- SUPPLIED PASSAGE
- - - - -

Thus far Common Core standards have been published for mathematics and English language arts. Related science standards have been recently released by Achieve, Inc. History standards have also been prepared by another organization. No diocese (for that matter, no state) is bound to implement these standards just by dint of having signed onto Common Core’s English and math standards. We nonetheless believe that the same financial inducements, political pressure, and misguided reforming zeal that rushed those standards towards acceptance will conspire to make acceptance of the history and science standards equally speedy – and unreflective and unfortunate.
These new standards will very likely lower expectations for students, just as the Common Core math and English standards have done. More important, however, is the likelihood that they will promote the prevailing philosophical orthodoxies in those disciplines. In science, the new standards are likely to take for granted, and inculcate students into a materialist metaphysics that is incompatible with, the spiritual realities –soul, conceptual thought, values, free choice, God– which Catholic faith presupposes.
We fear, too, that the history standards will promote the easy moral relativism, tinged with a pervasive anti-religious bias, that is commonplace in collegiate history departments today.

- - - - -

- Records of labeled points
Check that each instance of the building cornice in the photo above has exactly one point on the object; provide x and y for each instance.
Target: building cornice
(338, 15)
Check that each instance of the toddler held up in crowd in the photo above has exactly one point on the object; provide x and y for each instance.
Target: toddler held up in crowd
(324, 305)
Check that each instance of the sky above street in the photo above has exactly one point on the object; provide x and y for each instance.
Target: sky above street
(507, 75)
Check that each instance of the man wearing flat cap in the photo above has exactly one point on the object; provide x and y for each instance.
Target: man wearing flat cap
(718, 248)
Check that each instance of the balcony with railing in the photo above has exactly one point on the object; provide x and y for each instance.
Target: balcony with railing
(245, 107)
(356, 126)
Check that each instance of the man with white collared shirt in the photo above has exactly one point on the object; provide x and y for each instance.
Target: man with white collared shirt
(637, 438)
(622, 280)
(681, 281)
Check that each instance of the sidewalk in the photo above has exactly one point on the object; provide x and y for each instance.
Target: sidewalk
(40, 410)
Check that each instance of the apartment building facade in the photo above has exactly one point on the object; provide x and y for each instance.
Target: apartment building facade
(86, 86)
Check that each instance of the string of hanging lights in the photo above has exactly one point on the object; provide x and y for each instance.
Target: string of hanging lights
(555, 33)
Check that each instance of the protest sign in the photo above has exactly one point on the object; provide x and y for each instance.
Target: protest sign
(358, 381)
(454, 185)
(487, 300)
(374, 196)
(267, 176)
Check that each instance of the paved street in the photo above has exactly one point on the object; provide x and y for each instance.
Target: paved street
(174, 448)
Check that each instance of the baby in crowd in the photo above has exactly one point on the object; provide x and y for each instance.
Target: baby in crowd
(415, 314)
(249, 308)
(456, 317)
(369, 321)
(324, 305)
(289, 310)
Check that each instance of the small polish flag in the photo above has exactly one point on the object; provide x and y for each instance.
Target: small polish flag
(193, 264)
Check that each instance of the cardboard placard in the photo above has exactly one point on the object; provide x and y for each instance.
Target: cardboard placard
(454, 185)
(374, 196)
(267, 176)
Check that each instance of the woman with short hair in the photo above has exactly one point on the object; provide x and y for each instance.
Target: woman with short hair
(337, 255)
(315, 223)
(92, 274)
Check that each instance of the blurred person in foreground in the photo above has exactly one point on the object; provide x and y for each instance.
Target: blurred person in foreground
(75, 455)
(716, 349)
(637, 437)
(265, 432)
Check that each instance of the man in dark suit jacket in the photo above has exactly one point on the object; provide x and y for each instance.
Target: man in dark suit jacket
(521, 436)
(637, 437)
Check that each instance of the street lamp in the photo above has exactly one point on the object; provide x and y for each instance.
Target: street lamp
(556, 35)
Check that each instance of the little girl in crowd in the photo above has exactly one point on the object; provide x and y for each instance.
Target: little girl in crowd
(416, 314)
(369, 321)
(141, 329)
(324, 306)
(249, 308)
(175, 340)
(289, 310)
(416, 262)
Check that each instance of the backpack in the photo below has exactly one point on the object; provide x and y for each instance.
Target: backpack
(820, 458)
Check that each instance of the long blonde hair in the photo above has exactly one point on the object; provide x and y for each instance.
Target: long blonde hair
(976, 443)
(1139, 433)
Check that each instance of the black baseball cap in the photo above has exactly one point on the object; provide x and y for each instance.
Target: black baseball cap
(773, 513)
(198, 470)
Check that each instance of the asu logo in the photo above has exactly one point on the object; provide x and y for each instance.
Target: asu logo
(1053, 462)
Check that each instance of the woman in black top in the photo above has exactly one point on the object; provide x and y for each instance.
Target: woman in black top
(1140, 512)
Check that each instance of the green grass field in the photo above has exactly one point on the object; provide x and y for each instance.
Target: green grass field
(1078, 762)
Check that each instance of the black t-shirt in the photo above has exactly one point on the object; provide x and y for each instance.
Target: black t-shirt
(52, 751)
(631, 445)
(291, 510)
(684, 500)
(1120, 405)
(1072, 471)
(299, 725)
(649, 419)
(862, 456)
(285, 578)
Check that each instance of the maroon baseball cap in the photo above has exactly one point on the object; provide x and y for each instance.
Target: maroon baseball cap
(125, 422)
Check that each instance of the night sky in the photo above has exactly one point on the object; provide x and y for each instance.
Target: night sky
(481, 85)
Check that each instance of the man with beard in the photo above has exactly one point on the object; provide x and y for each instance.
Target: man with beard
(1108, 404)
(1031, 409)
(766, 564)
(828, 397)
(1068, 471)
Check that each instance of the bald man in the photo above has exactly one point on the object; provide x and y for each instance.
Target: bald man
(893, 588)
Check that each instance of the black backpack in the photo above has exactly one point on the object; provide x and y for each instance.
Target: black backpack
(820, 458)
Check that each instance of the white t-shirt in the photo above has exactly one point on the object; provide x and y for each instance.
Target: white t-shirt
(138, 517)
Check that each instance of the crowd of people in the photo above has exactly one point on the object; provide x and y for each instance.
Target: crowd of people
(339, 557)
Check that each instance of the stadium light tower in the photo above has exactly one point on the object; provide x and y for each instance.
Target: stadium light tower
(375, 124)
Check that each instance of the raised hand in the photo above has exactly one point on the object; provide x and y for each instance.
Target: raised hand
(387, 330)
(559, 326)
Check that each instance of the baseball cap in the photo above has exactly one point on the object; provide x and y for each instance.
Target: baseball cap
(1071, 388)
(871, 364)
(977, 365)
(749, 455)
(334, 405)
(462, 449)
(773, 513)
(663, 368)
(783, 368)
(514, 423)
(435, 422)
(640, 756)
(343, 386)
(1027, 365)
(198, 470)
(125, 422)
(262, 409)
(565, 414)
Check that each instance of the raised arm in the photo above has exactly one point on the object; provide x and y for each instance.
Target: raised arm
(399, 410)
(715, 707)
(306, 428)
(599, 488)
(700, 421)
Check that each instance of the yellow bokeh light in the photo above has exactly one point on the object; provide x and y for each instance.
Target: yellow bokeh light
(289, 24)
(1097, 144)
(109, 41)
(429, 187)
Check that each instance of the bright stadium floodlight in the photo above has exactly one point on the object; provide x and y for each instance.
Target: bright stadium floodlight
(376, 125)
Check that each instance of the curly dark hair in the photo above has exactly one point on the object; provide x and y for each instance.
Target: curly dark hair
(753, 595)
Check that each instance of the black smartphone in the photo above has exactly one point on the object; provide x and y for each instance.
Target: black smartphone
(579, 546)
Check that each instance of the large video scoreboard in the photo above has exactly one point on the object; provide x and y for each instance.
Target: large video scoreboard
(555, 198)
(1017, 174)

- - - - -

- TASK SET
1 > Rewrite the Common Core passage from "These new standards" up to and including "Catholic faith presupposes.", putting "doctrines" wherever "orthodoxies" appears.
2 > In the Common Core passage, which organization recently released the related science standards?
Rely only on the Common Core passage when answering.

- ANSWERS BY TASK
1 >
These new standards will very likely lower expectations for students, just as the Common Core math and English standards have done. More important, however, is the likelihood that they will promote the prevailing philosophical doctrines in those disciplines. In science, the new standards are likely to take for granted, and inculcate students into a materialist metaphysics that is incompatible with, the spiritual realities –soul, conceptual thought, values, free choice, God– which Catholic faith presupposes.

2 > Achieve, Inc.